■ Document extract
[Richard wrote:]
Yes, the GIMPLE if-converter should strictly be a vectorization enabler. If the "new" if-converter produces code that the vectorizer does not handle (on the target targeted) then it has done a bad job.
Understood [or at least I _think_ I did ;-)] and agreed. OTOH, there _are_ things that apparently the vectorizer _could_ do better, esp. handling scatter/gather. That improvement might be pending new vector instructions in the target ISA[s], though... ... YMMV. ;-) [Richard wrote:]
I think I fixed this bug. It was because of an inverted test. 2015-07-10 Richard Biener <rguent...@suse.de> PR tree-optimization/66823 * tree-if-conv.c (memrefs_read_or_written_unconditionally): Fix inverted predicate.
I can confirm that as of that just after that commit, the bug is gone. If I understand correctly, the bug was in the analysis leading to the decision to convert or not, such that the fix makes the old [pre-scratchpad] converter decide "don`t convert". Is that correct? Would you like me to include the DejaGNUified form of the related new test case in the patch even though this bug no longer exists in the "old" converter? Maybe it`s nice to keep the test for catching possible future regressions. [Richard wrote:]
It was known to produce store data-races with
> -ftree-loop-if-convert-stores.
That is something the scratchpad use avoids (at the expense of a lot(?) of vectorization).

■ Record set
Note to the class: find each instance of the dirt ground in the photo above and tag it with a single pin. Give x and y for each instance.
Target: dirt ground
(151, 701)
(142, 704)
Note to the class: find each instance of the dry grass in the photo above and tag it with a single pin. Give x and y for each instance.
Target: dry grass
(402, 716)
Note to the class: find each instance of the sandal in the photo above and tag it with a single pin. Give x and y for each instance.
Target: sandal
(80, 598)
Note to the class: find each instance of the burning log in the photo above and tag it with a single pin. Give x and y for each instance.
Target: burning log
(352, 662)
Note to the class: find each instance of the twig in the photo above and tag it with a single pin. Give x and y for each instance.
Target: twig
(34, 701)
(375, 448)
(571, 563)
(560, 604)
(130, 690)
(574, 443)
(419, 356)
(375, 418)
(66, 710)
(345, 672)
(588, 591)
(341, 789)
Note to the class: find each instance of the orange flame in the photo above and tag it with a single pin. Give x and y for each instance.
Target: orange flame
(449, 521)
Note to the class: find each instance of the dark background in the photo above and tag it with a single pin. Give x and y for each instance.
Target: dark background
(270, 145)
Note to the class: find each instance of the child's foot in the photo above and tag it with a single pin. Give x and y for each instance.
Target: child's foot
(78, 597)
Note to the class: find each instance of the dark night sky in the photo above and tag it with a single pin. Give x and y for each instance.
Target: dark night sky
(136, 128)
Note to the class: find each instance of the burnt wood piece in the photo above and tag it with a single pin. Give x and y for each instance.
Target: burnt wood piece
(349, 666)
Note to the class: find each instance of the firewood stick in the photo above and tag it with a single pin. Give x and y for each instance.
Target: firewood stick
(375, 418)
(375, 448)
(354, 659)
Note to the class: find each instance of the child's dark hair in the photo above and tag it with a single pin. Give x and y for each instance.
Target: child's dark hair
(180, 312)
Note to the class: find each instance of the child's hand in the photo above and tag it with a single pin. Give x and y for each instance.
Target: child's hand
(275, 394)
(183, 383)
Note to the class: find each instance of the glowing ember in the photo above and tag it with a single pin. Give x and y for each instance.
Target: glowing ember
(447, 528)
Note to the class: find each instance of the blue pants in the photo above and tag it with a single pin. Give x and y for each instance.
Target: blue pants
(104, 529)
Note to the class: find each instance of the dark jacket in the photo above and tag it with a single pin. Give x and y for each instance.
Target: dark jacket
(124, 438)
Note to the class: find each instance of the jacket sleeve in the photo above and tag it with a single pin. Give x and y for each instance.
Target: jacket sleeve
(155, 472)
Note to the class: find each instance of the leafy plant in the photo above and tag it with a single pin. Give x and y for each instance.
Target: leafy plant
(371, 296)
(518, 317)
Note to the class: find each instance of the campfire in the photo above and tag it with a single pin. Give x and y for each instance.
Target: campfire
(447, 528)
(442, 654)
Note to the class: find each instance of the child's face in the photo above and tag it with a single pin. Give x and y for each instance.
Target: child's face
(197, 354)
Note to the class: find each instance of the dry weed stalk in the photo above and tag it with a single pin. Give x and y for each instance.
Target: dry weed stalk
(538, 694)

■ Your tasks
[1] In the if-converter discussion, which function in tree-if-conv.c did the fix change?
[2] Reproduce everything in the if-converter discussion from "I can confirm" down to "lot(?) of vectorization).".
[3] List every abbreviation in the if-converter discussion that is written entirely in capital letters.

■ Results for the exercise
[1] memrefs_read_or_written_unconditionally

[2]
I can confirm that as of that just after that commit, the bug is gone. If I understand correctly, the bug was in the analysis leading to the decision to convert or not, such that the fix makes the old [pre-scratchpad] converter decide "don`t convert". Is that correct? Would you like me to include the DejaGNUified form of the related new test case in the patch even though this bug no longer exists in the "old" converter? Maybe it`s nice to keep the test for catching possible future regressions. [Richard wrote:]
It was known to produce store data-races with
> -ftree-loop-if-convert-stores.
That is something the scratchpad use avoids (at the expense of a lot(?) of vectorization).

[3] GIMPLE, OTOH, ISA, YMMV, PR